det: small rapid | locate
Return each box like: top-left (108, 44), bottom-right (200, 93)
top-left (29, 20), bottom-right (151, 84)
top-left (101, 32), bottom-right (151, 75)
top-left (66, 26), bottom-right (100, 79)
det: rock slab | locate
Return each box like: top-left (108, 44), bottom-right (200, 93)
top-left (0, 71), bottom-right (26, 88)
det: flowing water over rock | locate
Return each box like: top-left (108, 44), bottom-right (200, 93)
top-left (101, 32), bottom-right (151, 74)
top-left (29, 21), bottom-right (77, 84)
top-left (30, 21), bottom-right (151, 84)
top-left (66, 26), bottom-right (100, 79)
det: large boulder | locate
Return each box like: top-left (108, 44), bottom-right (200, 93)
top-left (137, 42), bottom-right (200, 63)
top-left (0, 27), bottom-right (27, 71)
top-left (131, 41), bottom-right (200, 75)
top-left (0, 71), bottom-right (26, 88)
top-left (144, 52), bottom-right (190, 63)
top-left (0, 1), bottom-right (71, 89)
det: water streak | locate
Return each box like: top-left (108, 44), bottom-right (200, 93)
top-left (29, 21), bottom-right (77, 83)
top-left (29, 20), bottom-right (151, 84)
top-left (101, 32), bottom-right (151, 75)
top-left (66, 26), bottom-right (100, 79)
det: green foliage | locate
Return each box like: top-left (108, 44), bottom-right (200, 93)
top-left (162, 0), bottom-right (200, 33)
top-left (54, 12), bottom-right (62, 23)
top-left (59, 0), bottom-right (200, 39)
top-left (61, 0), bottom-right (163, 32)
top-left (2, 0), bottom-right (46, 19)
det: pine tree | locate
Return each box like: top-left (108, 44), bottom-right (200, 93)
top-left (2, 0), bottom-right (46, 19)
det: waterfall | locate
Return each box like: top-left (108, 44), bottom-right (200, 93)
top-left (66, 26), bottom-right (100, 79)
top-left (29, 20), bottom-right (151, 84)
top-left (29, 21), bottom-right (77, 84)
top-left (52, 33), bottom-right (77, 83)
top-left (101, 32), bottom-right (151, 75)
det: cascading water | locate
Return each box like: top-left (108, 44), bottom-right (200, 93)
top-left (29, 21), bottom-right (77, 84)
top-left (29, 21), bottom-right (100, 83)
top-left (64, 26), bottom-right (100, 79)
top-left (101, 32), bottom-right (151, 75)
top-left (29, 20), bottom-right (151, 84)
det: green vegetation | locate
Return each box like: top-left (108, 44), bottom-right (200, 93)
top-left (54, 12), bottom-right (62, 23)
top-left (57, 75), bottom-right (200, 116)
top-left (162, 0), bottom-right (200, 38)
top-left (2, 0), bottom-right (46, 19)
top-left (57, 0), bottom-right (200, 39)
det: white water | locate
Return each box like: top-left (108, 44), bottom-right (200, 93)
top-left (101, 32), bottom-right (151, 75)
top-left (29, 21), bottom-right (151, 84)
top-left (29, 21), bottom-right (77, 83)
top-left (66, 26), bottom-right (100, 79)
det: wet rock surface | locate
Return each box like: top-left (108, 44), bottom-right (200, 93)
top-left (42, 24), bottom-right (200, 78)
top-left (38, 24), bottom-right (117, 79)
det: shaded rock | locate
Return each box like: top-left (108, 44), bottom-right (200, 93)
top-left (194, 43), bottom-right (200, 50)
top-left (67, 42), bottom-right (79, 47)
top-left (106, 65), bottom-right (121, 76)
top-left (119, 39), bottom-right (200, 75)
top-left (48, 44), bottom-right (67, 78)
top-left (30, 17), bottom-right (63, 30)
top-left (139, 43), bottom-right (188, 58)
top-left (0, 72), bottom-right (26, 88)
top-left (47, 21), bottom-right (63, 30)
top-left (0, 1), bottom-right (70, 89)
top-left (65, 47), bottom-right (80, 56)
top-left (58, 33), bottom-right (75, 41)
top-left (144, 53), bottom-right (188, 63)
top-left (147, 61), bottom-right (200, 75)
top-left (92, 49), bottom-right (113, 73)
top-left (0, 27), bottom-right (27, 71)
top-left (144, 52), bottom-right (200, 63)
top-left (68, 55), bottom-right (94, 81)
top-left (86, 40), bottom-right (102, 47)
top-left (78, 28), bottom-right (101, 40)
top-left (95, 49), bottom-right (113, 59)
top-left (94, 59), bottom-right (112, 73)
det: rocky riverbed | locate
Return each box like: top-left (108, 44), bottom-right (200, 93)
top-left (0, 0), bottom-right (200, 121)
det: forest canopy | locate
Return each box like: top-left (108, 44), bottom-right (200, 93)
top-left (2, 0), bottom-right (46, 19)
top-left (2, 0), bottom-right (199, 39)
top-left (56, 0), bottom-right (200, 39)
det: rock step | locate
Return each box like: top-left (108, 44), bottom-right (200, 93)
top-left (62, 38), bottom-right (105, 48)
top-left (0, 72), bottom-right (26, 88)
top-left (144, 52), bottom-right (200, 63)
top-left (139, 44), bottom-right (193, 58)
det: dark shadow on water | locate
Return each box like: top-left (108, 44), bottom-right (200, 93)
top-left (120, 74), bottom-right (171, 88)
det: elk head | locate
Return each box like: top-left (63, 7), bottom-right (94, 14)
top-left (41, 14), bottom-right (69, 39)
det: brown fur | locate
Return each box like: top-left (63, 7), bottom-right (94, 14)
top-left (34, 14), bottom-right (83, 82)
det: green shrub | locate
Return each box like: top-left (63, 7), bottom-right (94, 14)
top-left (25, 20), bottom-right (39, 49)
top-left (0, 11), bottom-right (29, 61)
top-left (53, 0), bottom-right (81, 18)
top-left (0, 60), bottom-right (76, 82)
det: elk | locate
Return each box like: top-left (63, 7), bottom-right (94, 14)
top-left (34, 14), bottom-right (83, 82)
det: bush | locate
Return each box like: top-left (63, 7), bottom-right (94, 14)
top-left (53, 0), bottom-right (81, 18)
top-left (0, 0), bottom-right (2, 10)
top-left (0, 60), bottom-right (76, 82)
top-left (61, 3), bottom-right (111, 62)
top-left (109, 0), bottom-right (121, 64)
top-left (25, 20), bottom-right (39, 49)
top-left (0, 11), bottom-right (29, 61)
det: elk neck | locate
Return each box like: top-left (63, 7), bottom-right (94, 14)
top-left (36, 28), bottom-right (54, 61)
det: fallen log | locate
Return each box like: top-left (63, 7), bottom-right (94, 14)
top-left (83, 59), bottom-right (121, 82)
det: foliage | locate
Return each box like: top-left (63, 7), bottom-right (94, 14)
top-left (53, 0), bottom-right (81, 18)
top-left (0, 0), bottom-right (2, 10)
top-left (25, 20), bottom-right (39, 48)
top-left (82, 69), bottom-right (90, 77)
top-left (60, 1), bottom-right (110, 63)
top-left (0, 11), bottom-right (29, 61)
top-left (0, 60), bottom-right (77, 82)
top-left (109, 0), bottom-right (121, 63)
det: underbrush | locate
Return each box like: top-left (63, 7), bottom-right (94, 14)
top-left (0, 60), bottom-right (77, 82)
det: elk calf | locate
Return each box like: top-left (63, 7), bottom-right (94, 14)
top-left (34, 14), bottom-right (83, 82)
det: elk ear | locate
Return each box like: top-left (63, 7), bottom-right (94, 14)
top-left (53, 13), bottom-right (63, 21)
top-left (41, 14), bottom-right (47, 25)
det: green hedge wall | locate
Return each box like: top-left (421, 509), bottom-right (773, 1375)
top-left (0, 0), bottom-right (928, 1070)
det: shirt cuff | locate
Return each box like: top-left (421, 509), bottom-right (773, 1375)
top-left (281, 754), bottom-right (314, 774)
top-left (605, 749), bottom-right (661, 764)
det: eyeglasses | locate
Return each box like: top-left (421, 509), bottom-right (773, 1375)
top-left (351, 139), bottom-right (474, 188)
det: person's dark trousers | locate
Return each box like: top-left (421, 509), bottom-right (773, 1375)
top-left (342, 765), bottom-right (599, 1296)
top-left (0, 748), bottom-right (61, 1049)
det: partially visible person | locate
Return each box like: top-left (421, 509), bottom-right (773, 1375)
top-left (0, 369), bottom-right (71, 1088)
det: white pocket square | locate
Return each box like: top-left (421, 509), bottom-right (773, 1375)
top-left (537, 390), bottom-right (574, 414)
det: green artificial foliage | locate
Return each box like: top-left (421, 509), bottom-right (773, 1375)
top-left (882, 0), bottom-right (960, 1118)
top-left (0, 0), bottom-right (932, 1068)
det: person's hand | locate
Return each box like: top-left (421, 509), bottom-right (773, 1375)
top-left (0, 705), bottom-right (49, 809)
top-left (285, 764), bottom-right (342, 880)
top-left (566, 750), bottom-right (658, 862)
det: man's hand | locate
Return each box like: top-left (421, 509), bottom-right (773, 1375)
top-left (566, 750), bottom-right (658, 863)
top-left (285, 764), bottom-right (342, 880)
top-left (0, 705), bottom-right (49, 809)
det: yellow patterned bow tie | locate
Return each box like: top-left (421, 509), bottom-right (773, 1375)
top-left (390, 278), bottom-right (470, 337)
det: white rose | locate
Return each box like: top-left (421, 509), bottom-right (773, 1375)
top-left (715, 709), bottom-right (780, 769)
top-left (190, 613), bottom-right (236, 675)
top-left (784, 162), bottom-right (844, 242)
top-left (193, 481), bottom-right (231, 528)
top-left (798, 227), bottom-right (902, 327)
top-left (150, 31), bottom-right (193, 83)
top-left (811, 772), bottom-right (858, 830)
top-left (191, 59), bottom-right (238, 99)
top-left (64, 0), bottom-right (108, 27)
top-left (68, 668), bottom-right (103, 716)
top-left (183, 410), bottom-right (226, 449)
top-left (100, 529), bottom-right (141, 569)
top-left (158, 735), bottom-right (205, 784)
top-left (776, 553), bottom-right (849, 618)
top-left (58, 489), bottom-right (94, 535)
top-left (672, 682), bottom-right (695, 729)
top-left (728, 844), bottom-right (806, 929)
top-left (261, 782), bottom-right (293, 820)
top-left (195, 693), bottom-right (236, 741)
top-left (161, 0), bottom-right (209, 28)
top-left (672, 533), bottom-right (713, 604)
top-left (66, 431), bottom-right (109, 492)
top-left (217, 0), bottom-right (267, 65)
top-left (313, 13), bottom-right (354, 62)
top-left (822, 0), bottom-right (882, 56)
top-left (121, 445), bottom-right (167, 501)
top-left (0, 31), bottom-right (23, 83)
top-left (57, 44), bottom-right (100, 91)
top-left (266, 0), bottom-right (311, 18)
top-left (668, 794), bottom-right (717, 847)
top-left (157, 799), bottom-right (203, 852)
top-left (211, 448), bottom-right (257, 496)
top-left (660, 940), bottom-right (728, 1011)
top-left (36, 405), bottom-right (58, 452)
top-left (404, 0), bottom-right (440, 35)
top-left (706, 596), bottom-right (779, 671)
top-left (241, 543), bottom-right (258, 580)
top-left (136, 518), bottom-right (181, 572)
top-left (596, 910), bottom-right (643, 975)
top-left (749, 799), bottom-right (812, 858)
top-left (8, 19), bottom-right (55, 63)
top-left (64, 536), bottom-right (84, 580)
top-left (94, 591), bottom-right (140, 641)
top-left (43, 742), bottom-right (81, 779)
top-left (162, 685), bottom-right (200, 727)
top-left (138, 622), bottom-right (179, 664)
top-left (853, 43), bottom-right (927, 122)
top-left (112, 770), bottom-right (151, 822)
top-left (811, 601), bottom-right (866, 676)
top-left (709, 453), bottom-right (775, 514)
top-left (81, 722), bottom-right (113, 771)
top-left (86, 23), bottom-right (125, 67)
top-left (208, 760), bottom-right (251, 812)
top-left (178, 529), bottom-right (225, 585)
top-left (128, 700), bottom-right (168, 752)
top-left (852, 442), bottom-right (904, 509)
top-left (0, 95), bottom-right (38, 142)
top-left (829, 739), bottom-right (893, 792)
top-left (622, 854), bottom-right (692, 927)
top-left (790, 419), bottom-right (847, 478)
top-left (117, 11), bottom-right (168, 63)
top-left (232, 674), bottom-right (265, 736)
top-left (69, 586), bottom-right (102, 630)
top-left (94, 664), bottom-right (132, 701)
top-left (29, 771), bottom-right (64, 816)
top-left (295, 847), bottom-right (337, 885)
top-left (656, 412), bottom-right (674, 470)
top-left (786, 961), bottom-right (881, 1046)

·····

- [HOW TO COMPLETE THIS TASK]:
Copy every line of the data that carries the word "dark".

- [RESPONSE BELOW]:
det: dark shadow on water | locate
det: person's dark trousers | locate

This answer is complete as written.